• _Goal_
Reproduce all of the records below line for line, with no changes.

━━━ Data entries ━━━

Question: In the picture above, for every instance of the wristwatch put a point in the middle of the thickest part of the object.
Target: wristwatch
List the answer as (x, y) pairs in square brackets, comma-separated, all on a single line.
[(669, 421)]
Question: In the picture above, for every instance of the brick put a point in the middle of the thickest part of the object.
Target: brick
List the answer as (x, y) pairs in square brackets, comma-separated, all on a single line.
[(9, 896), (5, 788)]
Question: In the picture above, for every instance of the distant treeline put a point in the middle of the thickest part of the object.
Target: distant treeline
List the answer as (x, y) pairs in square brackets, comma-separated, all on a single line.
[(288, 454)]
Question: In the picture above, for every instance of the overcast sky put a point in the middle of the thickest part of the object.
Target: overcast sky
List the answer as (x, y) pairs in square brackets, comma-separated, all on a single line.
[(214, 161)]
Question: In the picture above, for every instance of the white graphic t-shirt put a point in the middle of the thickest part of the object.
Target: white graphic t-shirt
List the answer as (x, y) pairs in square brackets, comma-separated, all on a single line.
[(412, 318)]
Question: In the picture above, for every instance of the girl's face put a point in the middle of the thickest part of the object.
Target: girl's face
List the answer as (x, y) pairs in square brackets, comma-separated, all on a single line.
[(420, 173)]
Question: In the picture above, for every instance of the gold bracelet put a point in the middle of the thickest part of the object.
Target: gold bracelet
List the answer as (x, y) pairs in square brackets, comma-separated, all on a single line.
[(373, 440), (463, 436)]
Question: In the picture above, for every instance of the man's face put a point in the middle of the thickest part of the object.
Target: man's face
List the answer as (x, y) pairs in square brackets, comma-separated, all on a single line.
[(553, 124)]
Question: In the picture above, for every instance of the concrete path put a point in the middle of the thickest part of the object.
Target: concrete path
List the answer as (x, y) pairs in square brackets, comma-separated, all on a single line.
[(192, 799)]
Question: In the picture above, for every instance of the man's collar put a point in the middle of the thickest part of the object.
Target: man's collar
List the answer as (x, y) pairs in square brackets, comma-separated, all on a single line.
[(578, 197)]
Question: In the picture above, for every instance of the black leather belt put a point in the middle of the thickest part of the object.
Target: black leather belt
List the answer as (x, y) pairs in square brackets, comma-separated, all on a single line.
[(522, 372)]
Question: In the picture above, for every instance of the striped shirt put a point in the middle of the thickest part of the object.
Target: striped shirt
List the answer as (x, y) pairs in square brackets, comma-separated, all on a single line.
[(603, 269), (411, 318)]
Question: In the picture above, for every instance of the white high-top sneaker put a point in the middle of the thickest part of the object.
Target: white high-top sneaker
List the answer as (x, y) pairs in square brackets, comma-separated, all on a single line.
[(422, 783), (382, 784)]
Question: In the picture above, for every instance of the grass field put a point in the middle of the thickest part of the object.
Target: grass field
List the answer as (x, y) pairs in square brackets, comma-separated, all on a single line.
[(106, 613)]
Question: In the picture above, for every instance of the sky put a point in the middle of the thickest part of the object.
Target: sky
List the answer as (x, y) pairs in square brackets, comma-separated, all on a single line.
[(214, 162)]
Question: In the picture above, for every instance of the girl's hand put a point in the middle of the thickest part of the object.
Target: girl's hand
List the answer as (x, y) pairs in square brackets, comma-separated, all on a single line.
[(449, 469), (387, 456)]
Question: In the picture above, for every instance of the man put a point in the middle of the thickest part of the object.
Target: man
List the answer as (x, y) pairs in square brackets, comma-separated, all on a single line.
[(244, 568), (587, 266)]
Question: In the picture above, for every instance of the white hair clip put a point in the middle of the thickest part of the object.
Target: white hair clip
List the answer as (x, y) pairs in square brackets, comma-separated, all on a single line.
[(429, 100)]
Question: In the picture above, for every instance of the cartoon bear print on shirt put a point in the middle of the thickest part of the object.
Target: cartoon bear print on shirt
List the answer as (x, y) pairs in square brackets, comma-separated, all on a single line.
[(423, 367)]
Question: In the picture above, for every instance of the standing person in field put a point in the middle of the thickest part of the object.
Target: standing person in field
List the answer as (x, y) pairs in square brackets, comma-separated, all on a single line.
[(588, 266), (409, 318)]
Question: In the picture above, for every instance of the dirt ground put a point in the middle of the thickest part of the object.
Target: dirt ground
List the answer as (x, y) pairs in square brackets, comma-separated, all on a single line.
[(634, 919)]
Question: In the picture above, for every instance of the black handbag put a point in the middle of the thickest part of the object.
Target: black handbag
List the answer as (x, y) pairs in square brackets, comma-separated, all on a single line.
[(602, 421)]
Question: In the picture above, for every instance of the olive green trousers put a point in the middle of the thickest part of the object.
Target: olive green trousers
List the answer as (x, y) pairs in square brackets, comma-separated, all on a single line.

━━━

• _Answer below_
Question: In the picture above, for every instance of the wristwatch put a point in the middle of the thickest part of the object.
Target: wristwatch
List the answer as (x, y) pairs in square brackets, comma-separated, all on a single line.
[(669, 421)]
Question: In the picture above, for every instance of the brick put a point in the middle of the thickest part of the object.
Target: brick
List the answer as (x, y) pairs in square brackets, comma-separated, all on a single line.
[(9, 896), (5, 788)]
Question: In the picture above, for every instance of the distant treeline put a point in the middle of the thickest part of the object.
Target: distant treeline
List the answer as (x, y) pairs in square brackets, comma-separated, all on a single line.
[(288, 454)]
Question: In the picture above, for every instance of the overcast sky put a point in the middle of the thickest part of the object.
Target: overcast sky
List the answer as (x, y) pairs in square brackets, comma-separated, all on a single line.
[(214, 161)]
Question: In the picture above, for every instance of the white graphic t-shirt put a point in the middle of the thickest part of the object.
Target: white graphic t-shirt
List the answer as (x, y) pairs in square brackets, comma-separated, all on a single line.
[(412, 318)]
Question: In the picture above, for every instance of the girl's face put a point in the middle of the thickest part of the object.
Target: girl's face
List the answer as (x, y) pairs in square brackets, comma-separated, all on a single line.
[(420, 173)]
Question: In the picture above, for every instance of the gold bracelet put a point in the middle of the thickest part of the object.
Target: gold bracelet
List the answer as (x, y) pairs in square brackets, comma-separated, all on a single line.
[(373, 440), (463, 436)]
Question: In the picture above, for every instance of the man's face put a point in the middle of the thickest part of the object.
Target: man's face
List the answer as (x, y) pairs in square brackets, comma-separated, all on a single line.
[(553, 124)]
Question: In the picture above, for every instance of the concrete path put a point in the middle of the thickest part of the object.
Target: concrete path
List the answer as (x, y) pairs in square brackets, comma-separated, all on a single line.
[(192, 799)]
Question: In the picture above, for every instance of the man's collar put a point in the middle of the thickest part of the object.
Target: man's collar
List the answer as (x, y) pairs in square brackets, comma-separated, all on a single line.
[(578, 197)]
Question: In the picture above, for every instance of the black leather belt put a point in the middle of the thickest part of the object.
Target: black leather belt
List the answer as (x, y) pairs in square brackets, comma-separated, all on a single line.
[(522, 372)]
Question: In the picture above, for every instance of the striped shirt put a point in the middle of the thickest part of the object.
Target: striped shirt
List the answer as (x, y) pairs in square brackets, comma-separated, all on a single line.
[(603, 269), (411, 318)]
Question: In the picture above, for every instance of the white high-top sneaker put a point in the middle of the thickest part of the object.
Target: white high-top sneaker
List the answer as (x, y) pairs in square brackets, comma-separated, all on a single line.
[(422, 783), (382, 784)]
Question: In the picture above, for every instance of the grass field put a point in the middle of the thickest part of the object.
Target: grass field
List the answer as (x, y) pairs in square brackets, comma-separated, all on a single line.
[(106, 613)]
Question: In the picture above, for every instance of the sky put a point in the middle of the thickest part of the object.
Target: sky
List the answer as (x, y) pairs in square brackets, comma-separated, all on a single line.
[(214, 162)]
Question: In the picture above, for every instance of the girl's hand put a point in the middle of the thickest part of the object.
Target: girl's hand
List the answer as (x, y) pairs in square brackets, comma-separated, all on a single line.
[(449, 469), (387, 456)]
Question: In the picture above, for every instance of the man put a point in the middle of the thickest part of the object.
Target: man
List the answer as (x, y) pairs in square brackets, comma-separated, all on a single line.
[(244, 568), (587, 266)]
Question: In the picture above, for every instance of the white hair clip put a point in the middle of the thickest part of the object.
Target: white hair clip
List the answer as (x, y) pairs in square brackets, comma-separated, all on a single line.
[(429, 100)]
Question: In the picture above, for every instance of the cartoon bear print on shirt put a point in the middle of the thickest part of the object.
Target: cartoon bear print on shirt
List the answer as (x, y) pairs in square brackets, comma-separated, all on a single line.
[(423, 367)]
Question: In the picture above, for every instance of the standing person in field put a point in the middle of the thickest part of the object.
Target: standing person in field
List the answer as (x, y) pairs in square brackets, comma-separated, all on a single line.
[(588, 266), (409, 318)]
Question: In the picture above, for every instance of the dirt ground put a point in the middle of the thickest part of the object.
Target: dirt ground
List the answer as (x, y) pairs in square brackets, comma-separated, all on a single line.
[(634, 919)]
Question: In the picture above, for every instance of the black handbag put a point in the middle of the thickest part of the object.
Target: black handbag
List the answer as (x, y) pairs in square brackets, comma-separated, all on a single line.
[(602, 421)]
Question: In the picture above, for every instance of the olive green trousers put a point in the middle of the thickest part of the object.
Target: olive green trousers
List the answer as (x, y) pairs in square brackets, comma-separated, all on a single line.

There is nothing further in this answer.